- _STATED PROBLEM 1_
Print, without any change, the lines of the listing from the line containing "notation: point(252, 92)." through the line containing "point(520, 215)", including both of those lines.

======== TEXT PROVIDED ========

The Australian Government has legislated a major change to the superannuation guarantee system that takes effect from 1 July 2026. Under the new payday super rules, employers will be required to pay their employees' super guarantee contributions on or shortly after each payday, rather than accumulating them and paying quarterly. This reform is designed to ensure that workers receive their super entitlements in a timely manner, reducing the risk of unpaid super and giving employees greater visibility over their retirement savings. The change aligns super payments with the regular payroll cycle, making it easier for employees to track whether their employer is meeting their obligations. For employers, this means a significant shift in cash flow management and payroll processes, as super contributions will need to be calculated and remitted far more frequently than under the current quarterly system.

Under the current system, employers have until the 28th day of the month following the end of each quarter to pay the super guarantee charge. This means an employer could hold onto super contributions for up to four months before they become overdue. The new payday super rules compress this timeline dramatically. Once the rules take effect, employers will have 7 business days from each payday to remit the super guarantee contribution to the employee's nominated super fund. This 7-business-day window provides a reasonable buffer for processing payments through payroll systems and clearing houses, while still ensuring that employees receive their super in a timely fashion. Employers who fail to meet the deadline will face the super guarantee charge, which includes the unpaid super amount, interest charges, and an administration fee.

The superannuation guarantee rate for the 2026-27 financial year is 12% of an employee's ordinary time earnings. This rate has been progressively increasing and reached 12% from 1 July 2025. Ordinary time earnings include the employee's base salary or wages, shift loadings, commissions, bonuses, and some allowances. It does not include overtime payments. When calculating the super amount due on each payday, employers need to apply the 12% rate to the ordinary time earnings for that particular pay period. For weekly pay cycles, this means calculating 12% of the weekly ordinary time earnings; for fortnightly cycles, 12% of the fortnightly amount; and for monthly cycles, 12% of the monthly ordinary time earnings.

Payday Super Deadline Formulas

Super Amount per Pay: Gross Pay × Super Rate ÷ 100

Super Due Date: Payday + 7 Business Days

Annual Super Total: Annual Salary × Super Rate ÷ 100

Where:

  • Super Rate = 12% from 1 July 2025 (superannuation guarantee rate)

========

- _STATED PROBLEM 2_
In the text on payday super, how long do employers have after each payday to pay the super guarantee contribution to the employee's nominated fund?

======== THE DATA ========

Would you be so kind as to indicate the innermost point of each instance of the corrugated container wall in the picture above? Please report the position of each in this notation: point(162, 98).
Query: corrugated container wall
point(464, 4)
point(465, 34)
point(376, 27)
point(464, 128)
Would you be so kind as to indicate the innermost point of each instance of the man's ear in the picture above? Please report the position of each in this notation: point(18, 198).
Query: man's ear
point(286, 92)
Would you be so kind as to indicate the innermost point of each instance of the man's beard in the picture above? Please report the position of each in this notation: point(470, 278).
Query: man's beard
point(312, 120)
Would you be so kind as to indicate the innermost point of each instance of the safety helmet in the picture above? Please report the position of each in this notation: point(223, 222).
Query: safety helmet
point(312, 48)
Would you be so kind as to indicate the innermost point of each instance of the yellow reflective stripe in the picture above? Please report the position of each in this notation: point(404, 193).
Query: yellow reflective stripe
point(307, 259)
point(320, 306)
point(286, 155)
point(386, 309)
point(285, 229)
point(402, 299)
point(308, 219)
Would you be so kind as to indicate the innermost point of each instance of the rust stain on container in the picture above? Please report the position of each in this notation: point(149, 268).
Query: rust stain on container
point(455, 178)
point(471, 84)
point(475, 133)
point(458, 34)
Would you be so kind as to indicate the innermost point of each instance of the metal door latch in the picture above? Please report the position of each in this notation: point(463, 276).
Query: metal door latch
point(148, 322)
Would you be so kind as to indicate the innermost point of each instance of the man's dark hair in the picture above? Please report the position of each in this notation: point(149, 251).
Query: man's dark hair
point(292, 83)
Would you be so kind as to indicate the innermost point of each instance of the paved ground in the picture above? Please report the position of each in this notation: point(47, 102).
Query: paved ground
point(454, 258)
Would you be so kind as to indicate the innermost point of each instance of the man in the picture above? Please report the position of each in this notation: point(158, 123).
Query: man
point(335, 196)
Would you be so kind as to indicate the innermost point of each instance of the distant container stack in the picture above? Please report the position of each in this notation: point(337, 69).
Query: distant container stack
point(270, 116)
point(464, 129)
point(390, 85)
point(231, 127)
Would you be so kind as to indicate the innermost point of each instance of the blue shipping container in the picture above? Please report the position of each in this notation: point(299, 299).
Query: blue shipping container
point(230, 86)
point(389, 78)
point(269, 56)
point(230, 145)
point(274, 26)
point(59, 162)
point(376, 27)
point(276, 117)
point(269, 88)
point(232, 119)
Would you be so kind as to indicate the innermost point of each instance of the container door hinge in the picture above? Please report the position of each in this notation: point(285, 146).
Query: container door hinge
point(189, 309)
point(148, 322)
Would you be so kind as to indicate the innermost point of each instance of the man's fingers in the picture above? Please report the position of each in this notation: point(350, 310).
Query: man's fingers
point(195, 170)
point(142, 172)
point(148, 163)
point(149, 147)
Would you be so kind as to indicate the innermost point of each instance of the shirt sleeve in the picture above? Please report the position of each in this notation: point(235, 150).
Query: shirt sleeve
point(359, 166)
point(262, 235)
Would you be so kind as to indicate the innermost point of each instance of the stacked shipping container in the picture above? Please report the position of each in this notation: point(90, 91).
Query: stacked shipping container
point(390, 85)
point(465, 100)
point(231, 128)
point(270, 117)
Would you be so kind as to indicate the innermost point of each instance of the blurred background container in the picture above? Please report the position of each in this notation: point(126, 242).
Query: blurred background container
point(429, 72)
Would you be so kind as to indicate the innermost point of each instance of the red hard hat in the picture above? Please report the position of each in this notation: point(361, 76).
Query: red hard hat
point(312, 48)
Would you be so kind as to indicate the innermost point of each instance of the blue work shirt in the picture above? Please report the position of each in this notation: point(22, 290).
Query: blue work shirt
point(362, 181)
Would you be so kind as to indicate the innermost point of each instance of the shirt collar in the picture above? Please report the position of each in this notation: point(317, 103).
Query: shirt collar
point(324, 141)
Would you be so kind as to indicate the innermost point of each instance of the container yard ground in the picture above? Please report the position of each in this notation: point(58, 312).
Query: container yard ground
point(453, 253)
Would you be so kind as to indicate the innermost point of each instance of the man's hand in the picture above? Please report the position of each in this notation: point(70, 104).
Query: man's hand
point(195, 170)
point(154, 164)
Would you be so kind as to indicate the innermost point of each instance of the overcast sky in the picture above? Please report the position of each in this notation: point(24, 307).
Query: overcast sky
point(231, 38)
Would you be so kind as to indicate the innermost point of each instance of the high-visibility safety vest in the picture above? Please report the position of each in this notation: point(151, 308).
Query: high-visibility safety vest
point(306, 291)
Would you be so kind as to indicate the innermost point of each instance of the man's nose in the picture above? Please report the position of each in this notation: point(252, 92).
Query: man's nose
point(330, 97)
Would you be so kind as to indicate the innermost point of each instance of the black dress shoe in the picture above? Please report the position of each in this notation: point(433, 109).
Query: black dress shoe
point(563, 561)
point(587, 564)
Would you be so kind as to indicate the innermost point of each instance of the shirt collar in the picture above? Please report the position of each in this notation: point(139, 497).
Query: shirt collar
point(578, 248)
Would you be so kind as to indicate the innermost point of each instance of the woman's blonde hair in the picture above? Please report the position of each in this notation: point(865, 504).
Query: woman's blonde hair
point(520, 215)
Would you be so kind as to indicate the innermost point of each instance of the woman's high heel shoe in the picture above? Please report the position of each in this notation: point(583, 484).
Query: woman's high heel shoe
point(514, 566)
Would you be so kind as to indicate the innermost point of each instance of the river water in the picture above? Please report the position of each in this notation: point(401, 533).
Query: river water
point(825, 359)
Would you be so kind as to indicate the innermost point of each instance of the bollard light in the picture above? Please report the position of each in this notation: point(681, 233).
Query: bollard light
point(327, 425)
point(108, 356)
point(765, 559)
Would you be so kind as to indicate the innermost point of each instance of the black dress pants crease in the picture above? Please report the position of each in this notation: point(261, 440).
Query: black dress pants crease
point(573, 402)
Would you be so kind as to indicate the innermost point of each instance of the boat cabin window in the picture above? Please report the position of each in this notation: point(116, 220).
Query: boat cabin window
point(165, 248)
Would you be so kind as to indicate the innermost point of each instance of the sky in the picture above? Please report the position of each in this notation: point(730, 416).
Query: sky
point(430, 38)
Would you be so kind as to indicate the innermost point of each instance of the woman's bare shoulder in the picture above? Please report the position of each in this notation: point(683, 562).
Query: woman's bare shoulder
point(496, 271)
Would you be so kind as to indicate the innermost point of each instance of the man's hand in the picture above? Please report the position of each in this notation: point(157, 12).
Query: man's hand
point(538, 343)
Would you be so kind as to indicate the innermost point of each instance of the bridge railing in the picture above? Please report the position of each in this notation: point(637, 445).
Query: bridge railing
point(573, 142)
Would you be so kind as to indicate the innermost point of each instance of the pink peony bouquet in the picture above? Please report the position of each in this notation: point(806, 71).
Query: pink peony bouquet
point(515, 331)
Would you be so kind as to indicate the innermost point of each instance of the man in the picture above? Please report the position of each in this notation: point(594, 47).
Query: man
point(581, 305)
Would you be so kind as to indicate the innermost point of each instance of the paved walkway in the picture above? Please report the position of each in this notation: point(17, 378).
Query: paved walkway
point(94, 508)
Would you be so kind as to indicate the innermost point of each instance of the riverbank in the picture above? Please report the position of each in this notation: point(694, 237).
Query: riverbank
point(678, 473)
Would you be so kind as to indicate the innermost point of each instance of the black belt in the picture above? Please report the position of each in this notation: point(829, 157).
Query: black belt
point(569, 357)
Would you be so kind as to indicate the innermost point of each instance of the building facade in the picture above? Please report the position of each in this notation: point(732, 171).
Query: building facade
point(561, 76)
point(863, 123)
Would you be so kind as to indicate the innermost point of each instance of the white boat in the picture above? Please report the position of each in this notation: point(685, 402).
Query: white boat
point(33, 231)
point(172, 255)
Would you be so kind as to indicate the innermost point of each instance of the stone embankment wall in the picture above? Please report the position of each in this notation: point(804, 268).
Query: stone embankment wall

========

- _OUTPUT 1_
Would you be so kind as to indicate the innermost point of each instance of the man's nose in the picture above? Please report the position of each in this notation: point(252, 92).
Query: man's nose
point(330, 97)
Would you be so kind as to indicate the innermost point of each instance of the black dress shoe in the picture above? Please report the position of each in this notation: point(433, 109).
Query: black dress shoe
point(563, 561)
point(587, 564)
Would you be so kind as to indicate the innermost point of each instance of the shirt collar in the picture above? Please report the position of each in this notation: point(139, 497).
Query: shirt collar
point(578, 248)
Would you be so kind as to indicate the innermost point of each instance of the woman's blonde hair in the picture above? Please report the position of each in this notation: point(865, 504).
Query: woman's blonde hair
point(520, 215)

- _OUTPUT 2_
7 business days.